### GIVEN PASSAGE
━━━
They reinforce this with more comments on page 49 "…designing EHR technology to meet the following standards: IETF RFC 2246 (TLS 1.0) and SMTP/SMIME as well as implementation specifications such as NIST Special Publication 800-52 ("Guidelines for the Selection and Use of TLS Implementations") and specifications developed as part of nationwide health information network initiatives. ". This is also a reference to the Transport standards that I covered here.

What is still missing is guidance around Key Management. This is a major issue with Encryption and Digital Signatures, the keys must be managed very carefully. With bad key management comes bad security.

The comments to ONC are that this is a good job, please add comments that Key Management must also follow the recommendations found in FIPS 140-2.

§ 170.314(d) Privacy and security. I am not going speak to everything in here as most of it is clear.

I have a minor concerned with their § 170.314(d)(2) "Auditable events and tamper-resistance". At some point audit logs need to be purged. This is only done after they have been fully analyzed and all value (security and privacy surveillance) has been gotten out of them. But ultimately the audit log must be purged or it will become far larger than the EHR database it-self. My comment would be to recognize that there are times when authorized purging of the audit log is appropriate.
━━━
### INFORMATION SHOWN

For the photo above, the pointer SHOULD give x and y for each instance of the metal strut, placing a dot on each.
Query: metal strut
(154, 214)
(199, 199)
━━━
### ASSIGNMENT 1
Summarize the given passage in two sentences.
### ASSIGNMENT 2
List every standard or specification that the given passage identifies by a specific designation.
### ASSIGNMENT 3
According to the given passage, why must audit logs eventually be purged? Answer in one or two sentences.

### EXERCISE RESPONSE 1
The passage praises ONC's reference to transport standards such as TLS 1.0, SMTP/SMIME, and NIST Special Publication 800-52, but notes that guidance on key management is still missing and recommends that key management follow FIPS 140-2. It also raises a minor concern with § 170.314(d)(2) and suggests recognizing that authorized purging of audit logs is sometimes appropriate once they have been fully analyzed.

### EXERCISE RESPONSE 2
- IETF RFC 2246 (TLS 1.0)
- SMTP/SMIME
- NIST Special Publication 800-52 ("Guidelines for the Selection and Use of TLS Implementations")
- FIPS 140-2

### EXERCISE RESPONSE 3
Audit logs must eventually be purged because otherwise they will grow far larger than the EHR database itself. Purging should happen only after the logs have been fully analyzed and all of their security and privacy surveillance value has been extracted.